--- Extracted information ---

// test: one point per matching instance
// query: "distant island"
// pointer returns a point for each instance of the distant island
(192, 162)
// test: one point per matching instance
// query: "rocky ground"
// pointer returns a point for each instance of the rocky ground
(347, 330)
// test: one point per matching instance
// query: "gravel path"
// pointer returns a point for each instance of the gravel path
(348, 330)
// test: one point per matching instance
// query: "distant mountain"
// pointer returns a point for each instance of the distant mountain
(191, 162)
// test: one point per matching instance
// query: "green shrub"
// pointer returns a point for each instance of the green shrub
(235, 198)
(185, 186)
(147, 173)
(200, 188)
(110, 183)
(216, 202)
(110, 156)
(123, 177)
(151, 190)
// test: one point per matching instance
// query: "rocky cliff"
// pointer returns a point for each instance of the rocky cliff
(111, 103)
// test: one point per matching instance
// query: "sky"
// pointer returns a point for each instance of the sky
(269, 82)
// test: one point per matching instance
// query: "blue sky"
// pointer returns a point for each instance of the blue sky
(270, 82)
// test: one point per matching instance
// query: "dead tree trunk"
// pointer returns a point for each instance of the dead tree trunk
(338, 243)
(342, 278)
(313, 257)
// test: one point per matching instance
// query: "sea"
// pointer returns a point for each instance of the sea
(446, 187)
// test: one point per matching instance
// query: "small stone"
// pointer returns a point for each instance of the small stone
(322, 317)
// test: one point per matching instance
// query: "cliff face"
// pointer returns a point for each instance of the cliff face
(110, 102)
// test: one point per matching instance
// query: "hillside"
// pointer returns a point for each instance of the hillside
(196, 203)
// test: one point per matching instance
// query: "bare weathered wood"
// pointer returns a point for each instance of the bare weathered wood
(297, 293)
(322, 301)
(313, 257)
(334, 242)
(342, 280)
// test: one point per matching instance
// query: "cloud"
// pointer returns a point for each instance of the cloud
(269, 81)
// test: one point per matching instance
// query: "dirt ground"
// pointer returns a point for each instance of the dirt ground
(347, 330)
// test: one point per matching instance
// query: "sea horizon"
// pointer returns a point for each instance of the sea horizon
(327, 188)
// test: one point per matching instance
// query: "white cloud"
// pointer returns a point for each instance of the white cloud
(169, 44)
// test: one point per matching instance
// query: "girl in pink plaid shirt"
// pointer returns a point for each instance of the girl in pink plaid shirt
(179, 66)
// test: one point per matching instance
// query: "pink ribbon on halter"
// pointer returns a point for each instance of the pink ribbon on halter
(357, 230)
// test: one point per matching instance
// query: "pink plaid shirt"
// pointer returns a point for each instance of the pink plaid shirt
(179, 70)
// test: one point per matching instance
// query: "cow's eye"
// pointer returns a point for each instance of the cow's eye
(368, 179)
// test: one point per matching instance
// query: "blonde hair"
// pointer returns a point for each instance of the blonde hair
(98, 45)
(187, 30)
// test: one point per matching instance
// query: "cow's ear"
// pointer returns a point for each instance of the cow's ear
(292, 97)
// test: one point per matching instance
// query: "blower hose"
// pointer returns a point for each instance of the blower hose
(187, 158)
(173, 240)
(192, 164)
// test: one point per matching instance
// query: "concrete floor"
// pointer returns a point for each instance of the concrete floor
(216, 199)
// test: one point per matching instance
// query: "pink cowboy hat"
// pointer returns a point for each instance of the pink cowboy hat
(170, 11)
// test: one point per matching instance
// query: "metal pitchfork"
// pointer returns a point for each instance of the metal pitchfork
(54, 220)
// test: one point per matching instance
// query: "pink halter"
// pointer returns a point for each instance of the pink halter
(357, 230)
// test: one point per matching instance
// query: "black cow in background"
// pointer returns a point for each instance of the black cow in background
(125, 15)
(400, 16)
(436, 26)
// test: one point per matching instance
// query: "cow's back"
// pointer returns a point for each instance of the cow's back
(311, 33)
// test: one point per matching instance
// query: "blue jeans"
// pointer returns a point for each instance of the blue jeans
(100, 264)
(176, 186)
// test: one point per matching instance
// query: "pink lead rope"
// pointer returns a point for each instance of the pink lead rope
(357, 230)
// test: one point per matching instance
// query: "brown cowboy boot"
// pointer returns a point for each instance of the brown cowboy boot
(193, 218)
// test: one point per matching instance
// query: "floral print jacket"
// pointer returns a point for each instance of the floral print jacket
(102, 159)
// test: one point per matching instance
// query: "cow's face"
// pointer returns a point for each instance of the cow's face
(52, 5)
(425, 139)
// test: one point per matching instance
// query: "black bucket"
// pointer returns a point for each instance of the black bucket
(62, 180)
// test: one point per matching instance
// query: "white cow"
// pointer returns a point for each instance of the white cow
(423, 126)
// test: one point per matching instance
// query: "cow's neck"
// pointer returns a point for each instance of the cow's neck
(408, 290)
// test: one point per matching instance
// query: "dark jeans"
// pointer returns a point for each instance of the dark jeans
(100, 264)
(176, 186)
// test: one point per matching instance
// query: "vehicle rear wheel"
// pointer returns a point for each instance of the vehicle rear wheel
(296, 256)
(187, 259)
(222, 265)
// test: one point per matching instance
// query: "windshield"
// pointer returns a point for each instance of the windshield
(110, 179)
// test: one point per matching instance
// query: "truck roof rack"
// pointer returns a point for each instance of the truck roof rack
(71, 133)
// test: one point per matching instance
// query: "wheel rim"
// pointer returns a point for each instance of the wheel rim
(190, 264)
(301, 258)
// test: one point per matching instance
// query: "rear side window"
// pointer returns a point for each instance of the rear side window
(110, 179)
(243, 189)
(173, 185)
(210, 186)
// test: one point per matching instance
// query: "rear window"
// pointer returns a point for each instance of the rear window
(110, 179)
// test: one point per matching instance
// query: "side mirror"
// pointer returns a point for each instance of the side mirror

---

▶ [Task to carry out] How many lines of the records contain the string "tree"? Case counts. Reply with the number only.

▶ [Correct answer] 2